Aim
Can you put everything from the line containing "Exercise. Identify the glo" down to the end of the items into a JSON list of strings, one string per line and no blank lines?
------ Source material ------
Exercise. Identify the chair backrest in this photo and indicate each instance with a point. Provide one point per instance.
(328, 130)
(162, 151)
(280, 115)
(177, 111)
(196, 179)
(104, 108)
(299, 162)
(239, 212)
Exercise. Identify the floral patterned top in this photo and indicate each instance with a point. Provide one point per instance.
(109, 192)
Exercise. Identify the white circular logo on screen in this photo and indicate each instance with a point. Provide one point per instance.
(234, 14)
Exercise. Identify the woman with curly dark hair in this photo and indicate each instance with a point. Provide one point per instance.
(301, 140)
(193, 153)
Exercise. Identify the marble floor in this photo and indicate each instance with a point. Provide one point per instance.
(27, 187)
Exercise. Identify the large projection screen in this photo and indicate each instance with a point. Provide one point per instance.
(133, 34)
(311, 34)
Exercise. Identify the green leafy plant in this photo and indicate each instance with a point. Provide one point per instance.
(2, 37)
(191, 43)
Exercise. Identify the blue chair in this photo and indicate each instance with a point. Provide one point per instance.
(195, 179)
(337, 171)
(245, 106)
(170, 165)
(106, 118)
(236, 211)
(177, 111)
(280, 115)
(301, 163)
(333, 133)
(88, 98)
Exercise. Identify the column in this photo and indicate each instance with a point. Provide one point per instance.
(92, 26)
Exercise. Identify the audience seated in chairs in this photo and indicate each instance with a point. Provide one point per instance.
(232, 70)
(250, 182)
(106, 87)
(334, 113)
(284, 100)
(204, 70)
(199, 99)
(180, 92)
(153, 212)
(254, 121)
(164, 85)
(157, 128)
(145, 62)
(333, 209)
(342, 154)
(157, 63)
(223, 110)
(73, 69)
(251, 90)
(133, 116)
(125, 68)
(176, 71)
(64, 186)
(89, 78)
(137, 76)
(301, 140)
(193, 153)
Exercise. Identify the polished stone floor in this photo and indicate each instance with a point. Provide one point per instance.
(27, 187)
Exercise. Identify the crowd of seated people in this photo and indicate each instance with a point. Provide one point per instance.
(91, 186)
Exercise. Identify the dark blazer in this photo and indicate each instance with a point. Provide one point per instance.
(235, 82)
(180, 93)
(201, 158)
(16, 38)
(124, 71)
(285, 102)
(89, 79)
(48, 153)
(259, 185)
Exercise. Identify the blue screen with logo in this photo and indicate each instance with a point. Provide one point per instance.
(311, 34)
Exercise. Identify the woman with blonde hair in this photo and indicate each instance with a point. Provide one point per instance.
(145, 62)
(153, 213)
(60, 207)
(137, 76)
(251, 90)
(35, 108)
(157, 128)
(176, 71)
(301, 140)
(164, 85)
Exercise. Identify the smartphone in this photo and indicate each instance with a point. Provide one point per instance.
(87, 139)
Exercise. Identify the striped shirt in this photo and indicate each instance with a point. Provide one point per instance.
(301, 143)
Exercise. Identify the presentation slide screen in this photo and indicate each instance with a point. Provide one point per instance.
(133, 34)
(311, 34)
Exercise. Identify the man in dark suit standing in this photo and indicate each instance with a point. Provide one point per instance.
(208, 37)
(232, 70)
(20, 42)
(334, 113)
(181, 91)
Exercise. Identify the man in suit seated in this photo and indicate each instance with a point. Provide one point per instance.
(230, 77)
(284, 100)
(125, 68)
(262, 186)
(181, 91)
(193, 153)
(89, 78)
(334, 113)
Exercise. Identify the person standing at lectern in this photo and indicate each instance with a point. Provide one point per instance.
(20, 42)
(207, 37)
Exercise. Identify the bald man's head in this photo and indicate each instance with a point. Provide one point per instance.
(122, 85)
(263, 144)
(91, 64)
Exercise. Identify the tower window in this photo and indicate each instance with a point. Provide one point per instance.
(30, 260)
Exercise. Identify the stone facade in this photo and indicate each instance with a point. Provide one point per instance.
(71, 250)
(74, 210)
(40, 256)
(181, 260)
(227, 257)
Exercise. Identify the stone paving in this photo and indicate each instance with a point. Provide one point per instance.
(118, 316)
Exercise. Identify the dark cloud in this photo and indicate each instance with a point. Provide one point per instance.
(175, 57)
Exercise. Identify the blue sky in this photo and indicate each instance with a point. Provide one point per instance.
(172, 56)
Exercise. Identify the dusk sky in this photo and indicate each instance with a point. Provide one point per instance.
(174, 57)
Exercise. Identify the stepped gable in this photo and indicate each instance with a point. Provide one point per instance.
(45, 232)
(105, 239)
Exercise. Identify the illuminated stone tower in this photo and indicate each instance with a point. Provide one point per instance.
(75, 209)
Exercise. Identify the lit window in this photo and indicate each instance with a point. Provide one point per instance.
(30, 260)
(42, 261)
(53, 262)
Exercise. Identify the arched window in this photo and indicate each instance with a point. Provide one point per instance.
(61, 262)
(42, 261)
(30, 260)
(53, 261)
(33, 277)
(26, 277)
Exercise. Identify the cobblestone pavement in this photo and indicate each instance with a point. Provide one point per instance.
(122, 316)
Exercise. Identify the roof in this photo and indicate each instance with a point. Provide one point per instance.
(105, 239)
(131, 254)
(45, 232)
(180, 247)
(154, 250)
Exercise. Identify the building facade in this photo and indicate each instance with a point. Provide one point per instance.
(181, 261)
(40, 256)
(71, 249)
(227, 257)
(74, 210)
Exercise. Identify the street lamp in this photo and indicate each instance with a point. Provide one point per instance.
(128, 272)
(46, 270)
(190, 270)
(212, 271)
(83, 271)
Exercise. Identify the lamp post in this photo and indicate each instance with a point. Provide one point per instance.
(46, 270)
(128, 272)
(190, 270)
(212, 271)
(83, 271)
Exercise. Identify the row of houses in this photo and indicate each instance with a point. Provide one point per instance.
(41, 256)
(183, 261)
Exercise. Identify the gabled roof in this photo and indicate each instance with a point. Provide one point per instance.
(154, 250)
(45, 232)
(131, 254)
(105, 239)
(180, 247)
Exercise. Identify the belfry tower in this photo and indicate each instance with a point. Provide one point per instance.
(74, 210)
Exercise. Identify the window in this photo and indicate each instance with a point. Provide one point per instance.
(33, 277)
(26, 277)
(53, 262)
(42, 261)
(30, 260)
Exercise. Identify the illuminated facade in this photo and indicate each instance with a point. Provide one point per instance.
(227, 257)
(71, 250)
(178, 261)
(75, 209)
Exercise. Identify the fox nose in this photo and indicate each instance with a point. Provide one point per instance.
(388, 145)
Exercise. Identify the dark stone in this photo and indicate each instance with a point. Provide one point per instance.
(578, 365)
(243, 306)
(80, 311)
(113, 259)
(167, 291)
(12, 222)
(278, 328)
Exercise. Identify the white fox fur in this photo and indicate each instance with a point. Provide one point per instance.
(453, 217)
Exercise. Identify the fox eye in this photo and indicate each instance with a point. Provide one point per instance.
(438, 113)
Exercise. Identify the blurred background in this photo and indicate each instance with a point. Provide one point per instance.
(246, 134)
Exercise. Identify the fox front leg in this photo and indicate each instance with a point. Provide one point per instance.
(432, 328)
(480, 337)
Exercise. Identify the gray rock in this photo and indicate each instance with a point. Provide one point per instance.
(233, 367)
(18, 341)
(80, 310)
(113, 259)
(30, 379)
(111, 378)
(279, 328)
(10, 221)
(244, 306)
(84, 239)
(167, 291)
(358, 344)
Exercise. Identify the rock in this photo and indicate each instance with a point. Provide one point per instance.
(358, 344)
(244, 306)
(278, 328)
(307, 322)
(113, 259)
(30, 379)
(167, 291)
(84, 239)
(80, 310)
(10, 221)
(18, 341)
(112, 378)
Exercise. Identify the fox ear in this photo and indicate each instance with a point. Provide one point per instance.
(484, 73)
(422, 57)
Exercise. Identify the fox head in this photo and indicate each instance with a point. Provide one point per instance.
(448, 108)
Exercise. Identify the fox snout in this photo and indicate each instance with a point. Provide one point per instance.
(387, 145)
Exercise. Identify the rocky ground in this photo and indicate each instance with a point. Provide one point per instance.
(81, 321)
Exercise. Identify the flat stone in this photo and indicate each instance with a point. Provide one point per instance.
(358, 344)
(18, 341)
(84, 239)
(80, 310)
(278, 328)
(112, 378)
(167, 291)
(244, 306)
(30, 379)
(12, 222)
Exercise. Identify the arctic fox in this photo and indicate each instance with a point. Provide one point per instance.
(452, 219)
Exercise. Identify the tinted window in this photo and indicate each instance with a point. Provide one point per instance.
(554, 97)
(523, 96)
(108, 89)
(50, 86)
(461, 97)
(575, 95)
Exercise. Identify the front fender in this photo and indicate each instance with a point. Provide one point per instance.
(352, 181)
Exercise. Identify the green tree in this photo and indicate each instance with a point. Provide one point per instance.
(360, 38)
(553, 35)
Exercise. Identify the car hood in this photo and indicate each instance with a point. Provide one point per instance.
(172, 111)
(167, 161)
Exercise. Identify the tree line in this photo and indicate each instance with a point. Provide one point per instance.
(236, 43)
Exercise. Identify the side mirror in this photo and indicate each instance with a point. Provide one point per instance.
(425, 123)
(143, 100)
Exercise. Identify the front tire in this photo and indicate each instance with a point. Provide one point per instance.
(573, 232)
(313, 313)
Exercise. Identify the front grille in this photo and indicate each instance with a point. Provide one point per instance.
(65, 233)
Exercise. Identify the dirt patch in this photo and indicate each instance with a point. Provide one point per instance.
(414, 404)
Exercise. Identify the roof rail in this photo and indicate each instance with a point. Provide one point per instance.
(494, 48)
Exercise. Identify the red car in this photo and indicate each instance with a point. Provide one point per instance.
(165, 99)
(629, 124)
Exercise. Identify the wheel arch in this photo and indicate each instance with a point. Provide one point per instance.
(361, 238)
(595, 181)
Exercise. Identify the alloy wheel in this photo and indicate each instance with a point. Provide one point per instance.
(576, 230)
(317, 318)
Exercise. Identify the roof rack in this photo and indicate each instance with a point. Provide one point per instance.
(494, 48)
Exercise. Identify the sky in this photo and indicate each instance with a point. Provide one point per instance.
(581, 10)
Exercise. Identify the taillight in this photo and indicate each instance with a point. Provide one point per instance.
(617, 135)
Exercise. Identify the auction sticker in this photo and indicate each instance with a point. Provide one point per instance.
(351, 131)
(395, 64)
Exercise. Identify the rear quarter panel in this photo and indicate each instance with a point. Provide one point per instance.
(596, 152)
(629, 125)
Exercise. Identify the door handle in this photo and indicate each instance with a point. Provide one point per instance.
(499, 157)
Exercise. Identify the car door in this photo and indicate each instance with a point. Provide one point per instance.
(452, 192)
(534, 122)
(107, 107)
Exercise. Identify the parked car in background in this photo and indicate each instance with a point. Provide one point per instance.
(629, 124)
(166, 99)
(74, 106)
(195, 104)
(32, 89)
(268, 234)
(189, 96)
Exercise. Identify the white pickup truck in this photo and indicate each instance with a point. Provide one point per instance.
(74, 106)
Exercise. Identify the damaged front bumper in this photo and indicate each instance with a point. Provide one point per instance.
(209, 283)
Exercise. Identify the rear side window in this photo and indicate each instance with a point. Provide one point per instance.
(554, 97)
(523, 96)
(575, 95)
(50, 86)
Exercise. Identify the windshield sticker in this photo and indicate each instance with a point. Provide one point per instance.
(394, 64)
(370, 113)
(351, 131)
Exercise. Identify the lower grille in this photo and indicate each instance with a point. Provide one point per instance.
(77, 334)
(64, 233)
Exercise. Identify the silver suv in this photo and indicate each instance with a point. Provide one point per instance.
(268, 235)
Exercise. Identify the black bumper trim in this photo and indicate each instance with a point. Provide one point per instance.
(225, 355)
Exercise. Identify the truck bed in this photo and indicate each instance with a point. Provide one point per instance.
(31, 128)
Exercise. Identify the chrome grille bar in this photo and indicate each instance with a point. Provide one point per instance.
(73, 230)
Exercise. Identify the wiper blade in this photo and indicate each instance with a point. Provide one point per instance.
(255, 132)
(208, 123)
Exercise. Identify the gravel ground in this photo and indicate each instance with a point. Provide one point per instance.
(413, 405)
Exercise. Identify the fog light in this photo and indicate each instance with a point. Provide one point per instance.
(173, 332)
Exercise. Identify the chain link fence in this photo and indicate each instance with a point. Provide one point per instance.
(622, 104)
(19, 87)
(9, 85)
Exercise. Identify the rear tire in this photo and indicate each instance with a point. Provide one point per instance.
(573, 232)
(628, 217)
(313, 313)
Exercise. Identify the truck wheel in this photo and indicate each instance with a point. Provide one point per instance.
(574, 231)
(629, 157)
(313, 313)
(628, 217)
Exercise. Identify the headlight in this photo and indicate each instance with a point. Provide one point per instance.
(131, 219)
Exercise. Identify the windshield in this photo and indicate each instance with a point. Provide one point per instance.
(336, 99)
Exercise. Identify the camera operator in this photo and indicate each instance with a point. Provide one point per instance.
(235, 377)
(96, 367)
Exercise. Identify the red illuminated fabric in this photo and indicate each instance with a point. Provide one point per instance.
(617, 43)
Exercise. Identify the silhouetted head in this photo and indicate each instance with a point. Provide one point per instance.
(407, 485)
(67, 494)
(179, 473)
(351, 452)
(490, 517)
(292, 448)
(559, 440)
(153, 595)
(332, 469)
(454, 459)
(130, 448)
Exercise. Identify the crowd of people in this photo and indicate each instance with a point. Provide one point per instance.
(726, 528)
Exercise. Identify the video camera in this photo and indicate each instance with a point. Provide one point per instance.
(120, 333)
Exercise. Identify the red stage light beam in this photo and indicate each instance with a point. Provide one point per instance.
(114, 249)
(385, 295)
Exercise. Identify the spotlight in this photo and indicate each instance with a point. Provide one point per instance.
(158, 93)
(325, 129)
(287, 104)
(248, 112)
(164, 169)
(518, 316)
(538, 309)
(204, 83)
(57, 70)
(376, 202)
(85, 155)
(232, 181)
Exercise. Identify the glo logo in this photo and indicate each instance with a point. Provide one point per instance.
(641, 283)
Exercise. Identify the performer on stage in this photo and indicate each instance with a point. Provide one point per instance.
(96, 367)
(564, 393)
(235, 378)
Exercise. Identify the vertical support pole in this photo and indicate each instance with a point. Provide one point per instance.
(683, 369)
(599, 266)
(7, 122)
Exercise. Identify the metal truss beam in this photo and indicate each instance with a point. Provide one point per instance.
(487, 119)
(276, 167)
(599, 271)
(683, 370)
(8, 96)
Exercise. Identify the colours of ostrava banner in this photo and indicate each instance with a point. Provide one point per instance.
------
Full answer
[
  "Exercise. Identify the glo logo in this photo and indicate each instance with a point. Provide one point per instance.",
  "(641, 283)",
  "Exercise. Identify the performer on stage in this photo and indicate each instance with a point. Provide one point per instance.",
  "(96, 367)",
  "(564, 393)",
  "(235, 378)",
  "Exercise. Identify the vertical support pole in this photo and indicate each instance with a point. Provide one point per instance.",
  "(683, 369)",
  "(599, 266)",
  "(7, 122)",
  "Exercise. Identify the metal truss beam in this photo and indicate each instance with a point. Provide one point per instance.",
  "(487, 119)",
  "(276, 167)",
  "(599, 271)",
  "(683, 370)",
  "(8, 96)",
  "Exercise. Identify the colours of ostrava banner in this photo and indicate each instance with a point. Provide one point per instance."
]